*WHAT YOU WILL DO*. Each line of the data below that includes the string "jeans" must be copied.

*DATASET EXCERPTS*.
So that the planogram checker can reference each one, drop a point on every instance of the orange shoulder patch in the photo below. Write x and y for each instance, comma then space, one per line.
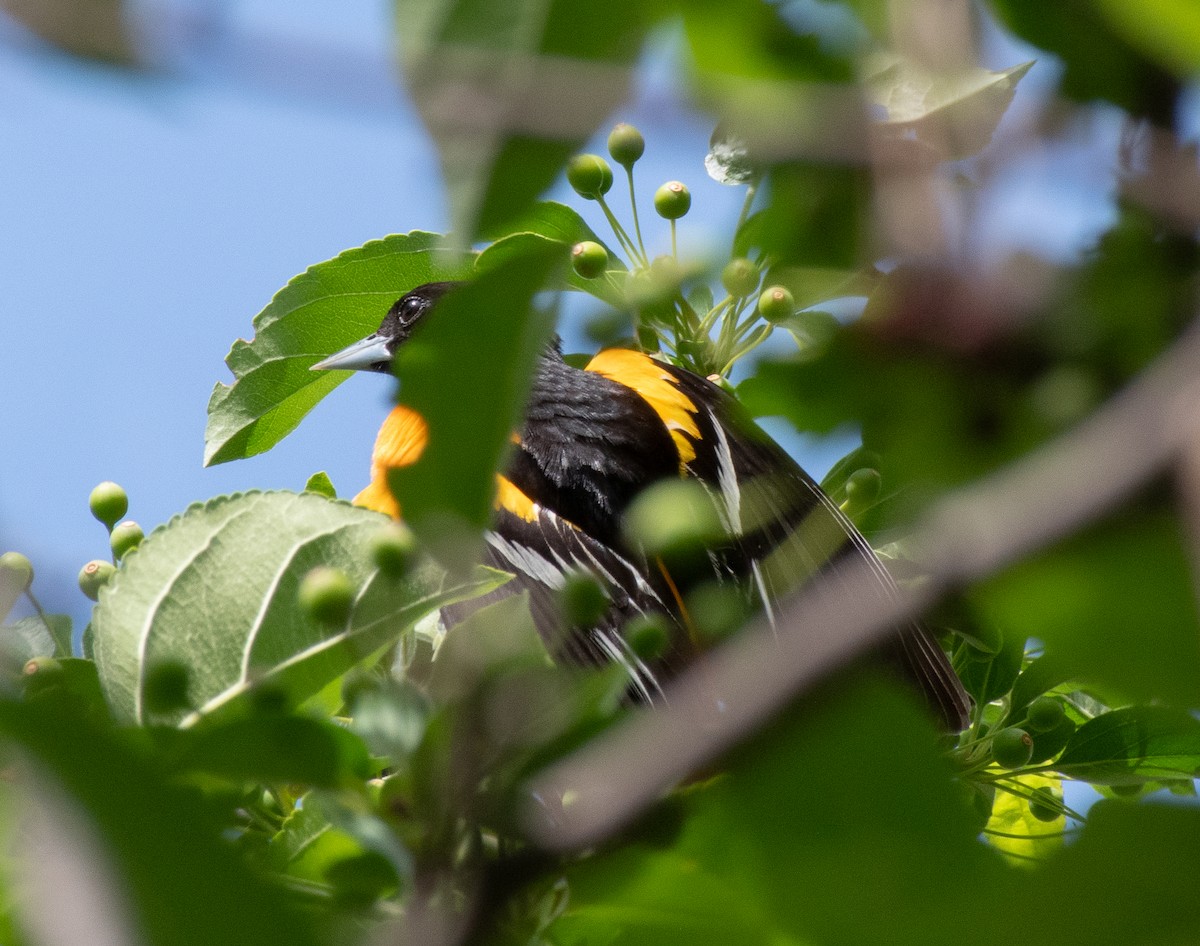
655, 385
400, 443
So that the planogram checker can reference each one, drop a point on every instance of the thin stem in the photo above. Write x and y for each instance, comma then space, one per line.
751, 191
633, 204
627, 244
41, 611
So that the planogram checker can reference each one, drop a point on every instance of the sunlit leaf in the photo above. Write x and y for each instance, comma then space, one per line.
953, 114
238, 561
1133, 744
1013, 828
467, 373
183, 884
324, 309
1115, 604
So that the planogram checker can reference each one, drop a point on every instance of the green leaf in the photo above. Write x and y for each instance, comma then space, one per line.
324, 309
280, 749
1101, 63
509, 90
799, 842
1165, 30
161, 843
467, 372
322, 484
558, 223
215, 591
952, 114
1134, 744
1115, 604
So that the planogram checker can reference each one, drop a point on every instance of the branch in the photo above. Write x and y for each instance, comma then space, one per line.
966, 537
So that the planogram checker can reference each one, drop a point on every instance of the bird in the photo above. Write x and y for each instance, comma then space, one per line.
592, 441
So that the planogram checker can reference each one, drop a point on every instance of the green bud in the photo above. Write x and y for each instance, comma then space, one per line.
583, 599
672, 199
1044, 713
739, 277
591, 175
125, 537
394, 549
625, 144
589, 259
1047, 806
647, 636
777, 303
1012, 747
95, 575
41, 672
673, 519
108, 502
166, 687
18, 569
327, 596
863, 488
355, 683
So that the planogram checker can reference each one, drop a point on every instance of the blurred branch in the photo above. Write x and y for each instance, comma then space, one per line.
966, 537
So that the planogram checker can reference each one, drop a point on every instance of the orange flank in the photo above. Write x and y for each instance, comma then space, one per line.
657, 388
401, 442
509, 497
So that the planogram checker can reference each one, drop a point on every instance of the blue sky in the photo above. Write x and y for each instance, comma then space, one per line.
145, 219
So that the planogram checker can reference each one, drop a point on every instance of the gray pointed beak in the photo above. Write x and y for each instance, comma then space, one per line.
369, 354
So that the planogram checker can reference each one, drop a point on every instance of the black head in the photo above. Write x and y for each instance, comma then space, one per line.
375, 352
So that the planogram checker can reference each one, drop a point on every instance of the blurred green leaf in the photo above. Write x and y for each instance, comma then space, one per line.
467, 372
1165, 30
1101, 64
321, 311
183, 884
952, 114
238, 561
509, 90
1115, 604
802, 842
1133, 744
270, 748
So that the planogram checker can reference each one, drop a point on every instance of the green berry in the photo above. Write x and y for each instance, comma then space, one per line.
394, 549
672, 199
41, 671
863, 488
583, 599
777, 303
108, 502
18, 569
589, 259
166, 687
94, 576
1045, 806
327, 596
647, 636
715, 610
1044, 713
673, 519
591, 175
625, 144
125, 537
1012, 747
739, 277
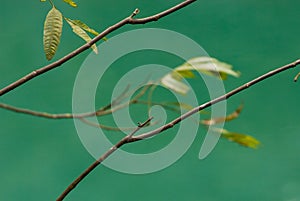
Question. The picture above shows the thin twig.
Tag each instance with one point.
(108, 109)
(101, 159)
(296, 77)
(127, 20)
(176, 121)
(214, 101)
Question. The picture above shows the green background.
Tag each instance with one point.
(40, 157)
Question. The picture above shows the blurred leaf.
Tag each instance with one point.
(180, 105)
(229, 117)
(242, 139)
(81, 33)
(52, 32)
(71, 3)
(205, 65)
(86, 27)
(209, 66)
(174, 83)
(297, 77)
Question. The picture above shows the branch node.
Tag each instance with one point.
(296, 77)
(135, 12)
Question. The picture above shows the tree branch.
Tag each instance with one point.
(101, 159)
(159, 130)
(127, 20)
(214, 101)
(108, 109)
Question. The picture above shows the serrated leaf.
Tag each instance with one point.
(52, 32)
(86, 27)
(229, 117)
(71, 3)
(242, 139)
(81, 33)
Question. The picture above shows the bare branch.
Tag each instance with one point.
(214, 101)
(130, 138)
(127, 20)
(101, 159)
(108, 109)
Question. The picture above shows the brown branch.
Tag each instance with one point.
(216, 100)
(101, 159)
(127, 20)
(108, 109)
(174, 122)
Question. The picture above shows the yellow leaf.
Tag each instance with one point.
(71, 3)
(81, 33)
(52, 32)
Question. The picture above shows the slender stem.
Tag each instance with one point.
(127, 20)
(214, 101)
(51, 2)
(108, 109)
(101, 159)
(172, 123)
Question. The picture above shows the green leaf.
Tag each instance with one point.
(174, 82)
(71, 3)
(205, 65)
(52, 32)
(81, 33)
(86, 27)
(209, 66)
(242, 139)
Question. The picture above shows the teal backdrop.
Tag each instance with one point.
(40, 157)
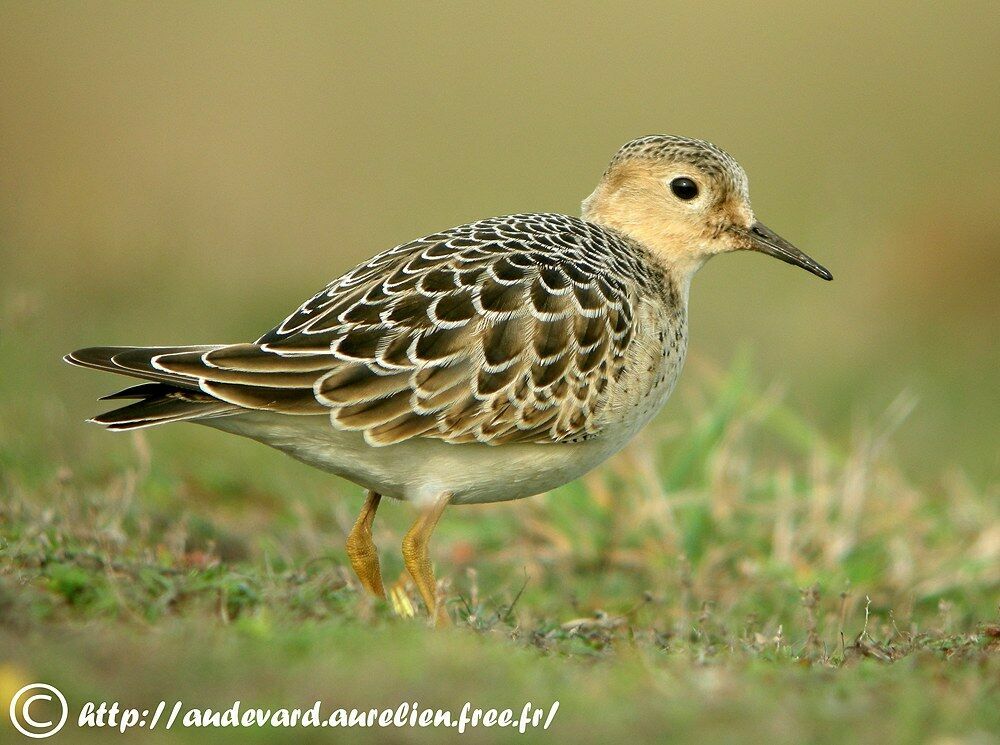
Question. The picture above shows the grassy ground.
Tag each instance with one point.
(733, 574)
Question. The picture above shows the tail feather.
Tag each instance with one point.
(136, 361)
(173, 406)
(170, 398)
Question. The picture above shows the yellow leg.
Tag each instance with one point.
(361, 549)
(418, 561)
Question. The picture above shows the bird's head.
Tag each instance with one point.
(686, 200)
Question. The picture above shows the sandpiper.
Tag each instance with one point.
(491, 361)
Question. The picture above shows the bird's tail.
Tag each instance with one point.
(169, 398)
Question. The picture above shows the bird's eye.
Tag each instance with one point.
(684, 188)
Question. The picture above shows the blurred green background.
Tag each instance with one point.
(188, 172)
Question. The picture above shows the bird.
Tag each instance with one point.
(487, 362)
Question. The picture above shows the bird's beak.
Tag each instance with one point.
(765, 240)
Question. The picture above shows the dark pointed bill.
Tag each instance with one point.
(765, 240)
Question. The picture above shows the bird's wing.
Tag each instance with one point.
(505, 330)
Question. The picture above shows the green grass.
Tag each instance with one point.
(731, 575)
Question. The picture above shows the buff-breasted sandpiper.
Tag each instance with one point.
(491, 361)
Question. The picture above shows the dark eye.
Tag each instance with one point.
(684, 188)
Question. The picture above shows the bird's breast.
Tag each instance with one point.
(650, 371)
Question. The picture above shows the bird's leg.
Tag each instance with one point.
(417, 559)
(361, 549)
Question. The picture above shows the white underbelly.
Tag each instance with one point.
(420, 469)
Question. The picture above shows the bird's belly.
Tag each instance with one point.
(420, 469)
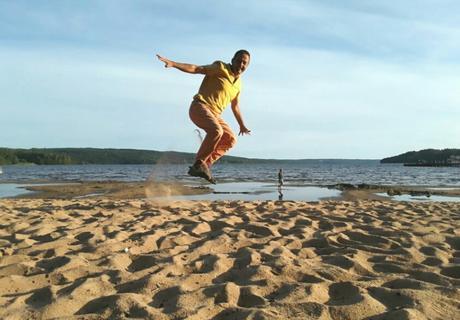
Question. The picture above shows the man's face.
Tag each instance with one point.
(240, 64)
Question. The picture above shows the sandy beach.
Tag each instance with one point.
(104, 258)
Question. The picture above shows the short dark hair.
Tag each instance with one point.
(242, 51)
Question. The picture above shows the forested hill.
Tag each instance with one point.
(99, 156)
(424, 156)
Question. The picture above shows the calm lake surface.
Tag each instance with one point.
(309, 173)
(304, 180)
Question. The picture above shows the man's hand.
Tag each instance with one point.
(168, 63)
(243, 131)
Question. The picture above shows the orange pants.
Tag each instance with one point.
(219, 137)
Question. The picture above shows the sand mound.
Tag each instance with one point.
(92, 259)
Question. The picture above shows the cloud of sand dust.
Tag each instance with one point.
(158, 189)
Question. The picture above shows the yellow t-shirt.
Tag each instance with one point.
(219, 87)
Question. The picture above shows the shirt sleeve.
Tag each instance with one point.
(214, 69)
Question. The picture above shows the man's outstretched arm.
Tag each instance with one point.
(185, 67)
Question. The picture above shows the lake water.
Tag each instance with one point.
(315, 174)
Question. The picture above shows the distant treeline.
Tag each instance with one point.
(98, 156)
(424, 156)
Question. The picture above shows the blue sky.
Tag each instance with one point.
(327, 79)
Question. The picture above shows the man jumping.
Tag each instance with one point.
(221, 86)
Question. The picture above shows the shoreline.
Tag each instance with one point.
(148, 189)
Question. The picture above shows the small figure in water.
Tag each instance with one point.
(280, 178)
(280, 184)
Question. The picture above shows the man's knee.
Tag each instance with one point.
(217, 132)
(232, 140)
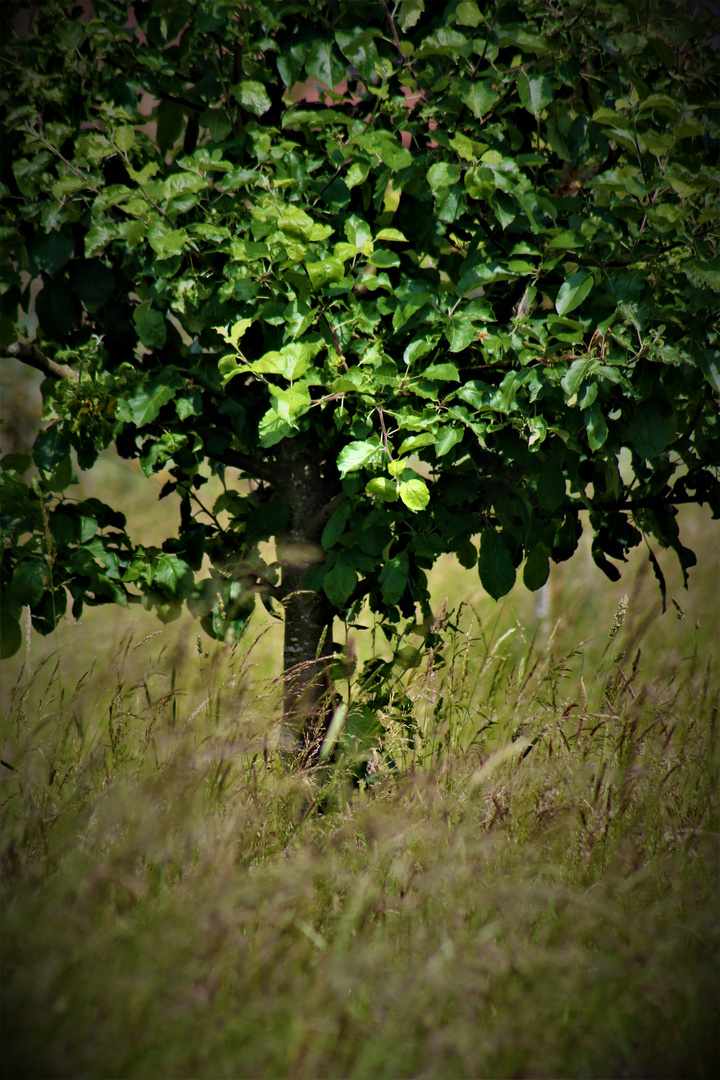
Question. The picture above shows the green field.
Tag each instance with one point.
(528, 886)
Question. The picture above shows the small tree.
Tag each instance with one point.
(435, 299)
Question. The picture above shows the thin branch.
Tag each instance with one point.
(249, 464)
(35, 358)
(384, 433)
(652, 502)
(406, 61)
(324, 514)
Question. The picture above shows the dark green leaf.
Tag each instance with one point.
(494, 565)
(340, 581)
(393, 578)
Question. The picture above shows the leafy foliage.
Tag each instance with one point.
(467, 285)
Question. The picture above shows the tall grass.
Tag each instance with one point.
(524, 881)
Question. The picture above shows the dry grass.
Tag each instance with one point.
(530, 891)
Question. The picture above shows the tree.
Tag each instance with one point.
(435, 299)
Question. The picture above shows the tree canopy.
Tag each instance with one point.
(422, 271)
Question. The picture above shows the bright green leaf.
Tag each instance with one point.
(413, 494)
(573, 292)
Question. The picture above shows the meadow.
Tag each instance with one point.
(524, 882)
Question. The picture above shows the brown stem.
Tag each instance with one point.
(406, 62)
(35, 358)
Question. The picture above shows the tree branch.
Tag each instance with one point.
(247, 463)
(35, 358)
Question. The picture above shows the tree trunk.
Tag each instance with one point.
(308, 615)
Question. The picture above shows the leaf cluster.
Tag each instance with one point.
(466, 259)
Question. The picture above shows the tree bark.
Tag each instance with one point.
(308, 646)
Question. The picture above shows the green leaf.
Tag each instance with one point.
(413, 443)
(551, 486)
(479, 97)
(648, 432)
(444, 373)
(173, 576)
(467, 13)
(410, 12)
(150, 325)
(442, 175)
(253, 96)
(167, 243)
(537, 568)
(393, 578)
(447, 439)
(384, 258)
(494, 565)
(336, 526)
(358, 455)
(51, 446)
(597, 429)
(573, 292)
(53, 251)
(11, 632)
(413, 494)
(535, 92)
(391, 234)
(146, 403)
(124, 138)
(340, 581)
(383, 488)
(460, 333)
(29, 582)
(323, 64)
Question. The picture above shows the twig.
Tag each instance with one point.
(406, 61)
(35, 358)
(384, 433)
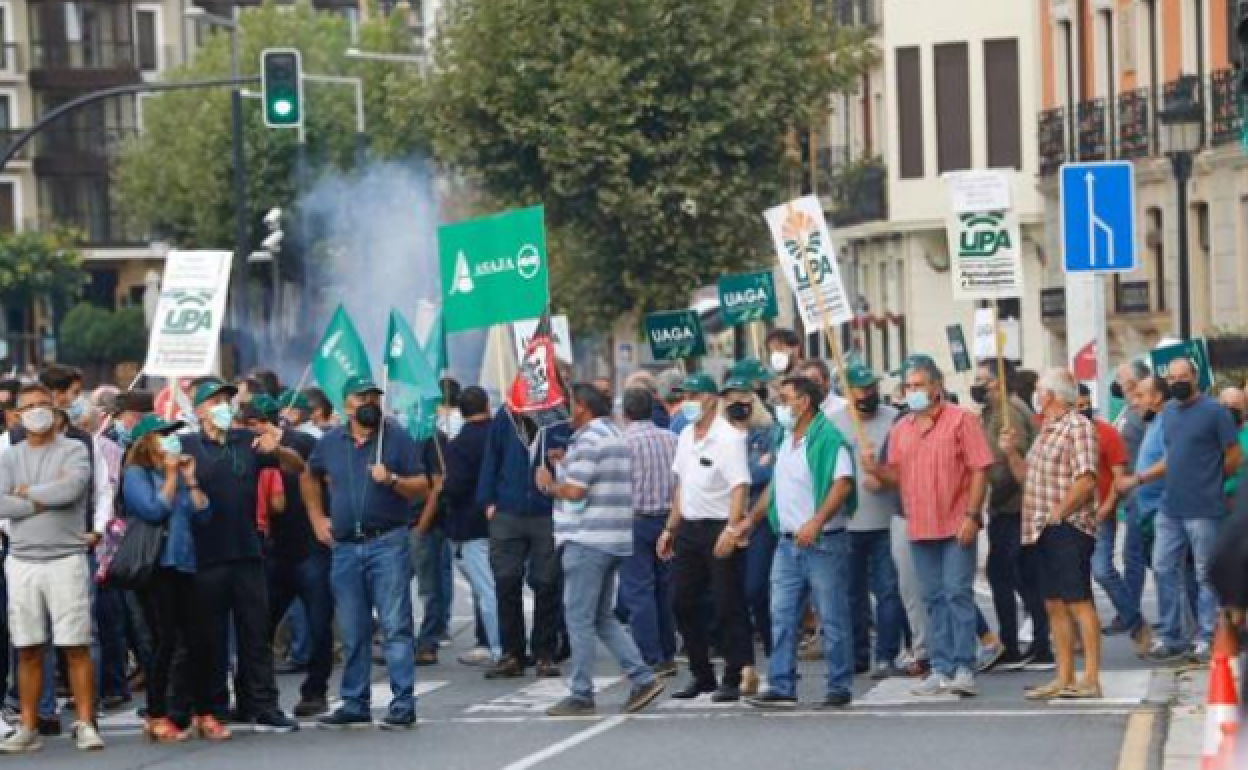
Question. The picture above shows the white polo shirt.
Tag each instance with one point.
(795, 488)
(709, 469)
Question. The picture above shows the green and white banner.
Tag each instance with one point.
(493, 270)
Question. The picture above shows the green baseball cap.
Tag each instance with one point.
(699, 383)
(155, 423)
(751, 371)
(293, 399)
(357, 386)
(861, 377)
(212, 387)
(738, 383)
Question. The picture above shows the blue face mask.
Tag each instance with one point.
(692, 409)
(917, 401)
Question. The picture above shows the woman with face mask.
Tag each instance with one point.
(159, 487)
(745, 412)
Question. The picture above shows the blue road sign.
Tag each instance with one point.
(1098, 216)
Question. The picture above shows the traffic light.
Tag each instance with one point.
(283, 87)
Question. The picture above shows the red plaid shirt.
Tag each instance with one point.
(1065, 449)
(935, 462)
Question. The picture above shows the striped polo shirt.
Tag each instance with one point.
(600, 462)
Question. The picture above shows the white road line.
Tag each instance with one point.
(573, 740)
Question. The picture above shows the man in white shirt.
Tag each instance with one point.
(704, 537)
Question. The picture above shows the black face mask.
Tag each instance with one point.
(869, 403)
(368, 416)
(980, 394)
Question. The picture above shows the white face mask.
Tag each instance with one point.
(38, 421)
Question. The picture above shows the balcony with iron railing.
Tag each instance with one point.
(1130, 127)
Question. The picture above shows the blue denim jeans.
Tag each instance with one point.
(472, 557)
(946, 577)
(821, 574)
(1108, 578)
(589, 612)
(645, 593)
(376, 575)
(1174, 537)
(872, 574)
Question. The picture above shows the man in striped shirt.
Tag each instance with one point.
(645, 579)
(593, 523)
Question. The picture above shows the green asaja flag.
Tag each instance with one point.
(493, 270)
(340, 357)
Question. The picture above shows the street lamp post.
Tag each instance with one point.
(1184, 124)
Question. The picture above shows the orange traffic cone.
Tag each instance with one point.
(1222, 713)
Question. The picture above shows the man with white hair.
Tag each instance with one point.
(1060, 518)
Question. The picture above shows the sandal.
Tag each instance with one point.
(162, 730)
(1046, 692)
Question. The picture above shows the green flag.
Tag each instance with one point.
(493, 270)
(340, 357)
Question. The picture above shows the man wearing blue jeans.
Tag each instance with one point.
(1202, 449)
(809, 504)
(376, 476)
(645, 579)
(593, 522)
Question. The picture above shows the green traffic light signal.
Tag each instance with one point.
(281, 71)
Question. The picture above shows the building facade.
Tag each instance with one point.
(950, 92)
(1113, 71)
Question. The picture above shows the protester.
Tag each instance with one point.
(160, 488)
(594, 529)
(375, 471)
(871, 572)
(645, 579)
(231, 582)
(467, 527)
(522, 539)
(44, 492)
(809, 503)
(1202, 452)
(939, 458)
(703, 538)
(1060, 518)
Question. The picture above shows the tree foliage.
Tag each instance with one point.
(177, 177)
(654, 131)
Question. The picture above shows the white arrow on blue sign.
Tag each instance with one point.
(1098, 216)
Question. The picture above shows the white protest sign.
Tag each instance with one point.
(1011, 336)
(985, 242)
(559, 330)
(808, 258)
(186, 330)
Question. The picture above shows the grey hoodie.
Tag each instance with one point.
(56, 476)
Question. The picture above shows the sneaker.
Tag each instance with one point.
(964, 684)
(478, 655)
(398, 720)
(342, 719)
(276, 721)
(1165, 653)
(989, 657)
(21, 741)
(935, 684)
(311, 706)
(773, 701)
(573, 706)
(209, 728)
(85, 736)
(643, 695)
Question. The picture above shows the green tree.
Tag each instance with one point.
(654, 131)
(176, 179)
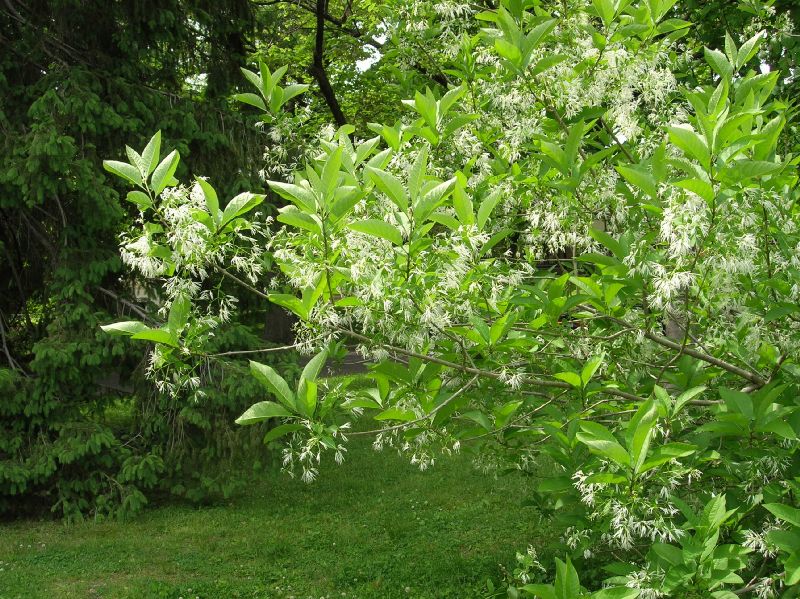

*SOLVED EXERCISE*.
Question. The picture above shows the blue denim jeans.
Question. The picture above shows the man wearing blue jeans.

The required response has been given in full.